Task goal:
In the records, starting at the line that contains "obj=shadow on grass" and ending at the line that contains "[216,30,227,42]", replace "green leaf" with "foliage". Reproduce only those lines, leaving all other text unchanged.

Source material:

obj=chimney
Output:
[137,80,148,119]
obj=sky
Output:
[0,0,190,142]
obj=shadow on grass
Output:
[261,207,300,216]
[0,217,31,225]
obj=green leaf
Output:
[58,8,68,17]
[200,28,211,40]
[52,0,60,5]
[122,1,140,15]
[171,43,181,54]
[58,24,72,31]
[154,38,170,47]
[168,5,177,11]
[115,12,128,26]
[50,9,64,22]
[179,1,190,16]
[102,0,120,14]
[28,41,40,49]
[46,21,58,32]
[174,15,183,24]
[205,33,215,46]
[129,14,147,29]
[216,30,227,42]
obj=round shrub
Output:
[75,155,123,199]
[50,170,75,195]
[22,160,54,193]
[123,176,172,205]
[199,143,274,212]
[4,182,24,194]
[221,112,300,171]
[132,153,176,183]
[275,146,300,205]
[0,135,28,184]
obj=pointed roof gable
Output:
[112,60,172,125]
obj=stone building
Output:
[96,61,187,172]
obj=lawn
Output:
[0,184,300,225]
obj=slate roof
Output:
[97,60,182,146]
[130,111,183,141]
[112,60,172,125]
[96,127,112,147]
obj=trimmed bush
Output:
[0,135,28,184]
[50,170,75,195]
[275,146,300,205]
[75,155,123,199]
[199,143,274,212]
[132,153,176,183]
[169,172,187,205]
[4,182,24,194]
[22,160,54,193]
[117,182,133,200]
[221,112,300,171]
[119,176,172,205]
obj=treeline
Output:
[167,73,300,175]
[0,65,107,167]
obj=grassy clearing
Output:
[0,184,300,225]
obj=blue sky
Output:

Task result:
obj=shadow on grass
Output:
[261,207,300,216]
[0,217,31,225]
obj=foliage
Output:
[58,8,68,17]
[200,28,211,40]
[52,0,60,5]
[122,1,140,15]
[171,43,181,54]
[58,24,72,31]
[154,38,170,47]
[168,5,177,11]
[115,12,128,26]
[50,9,64,22]
[179,1,190,16]
[102,0,120,14]
[28,41,40,49]
[46,21,58,32]
[174,15,183,24]
[205,33,215,46]
[129,14,147,29]
[216,30,227,42]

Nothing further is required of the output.